### WHAT YOU SHOULD DO
The answer should consist of every line of the material, repeated verbatim.

### SUPPLIED INFORMATION
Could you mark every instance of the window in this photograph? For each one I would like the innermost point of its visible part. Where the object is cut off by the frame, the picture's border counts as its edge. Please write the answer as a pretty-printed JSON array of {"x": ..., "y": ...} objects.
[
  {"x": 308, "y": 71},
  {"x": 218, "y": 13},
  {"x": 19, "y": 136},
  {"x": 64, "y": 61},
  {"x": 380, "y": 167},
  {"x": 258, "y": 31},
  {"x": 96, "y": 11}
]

### EXPECTED ANSWER
Could you mark every instance of the window in this photograph? For each one I would like the innermost point of its visible part. Where the object is cut off by the frame, the picture's border counts as its edge. Please write the answer as a pretty-printed JSON array of {"x": ..., "y": ...} objects.
[
  {"x": 308, "y": 71},
  {"x": 218, "y": 13},
  {"x": 19, "y": 136},
  {"x": 64, "y": 61},
  {"x": 380, "y": 167},
  {"x": 258, "y": 31},
  {"x": 96, "y": 11}
]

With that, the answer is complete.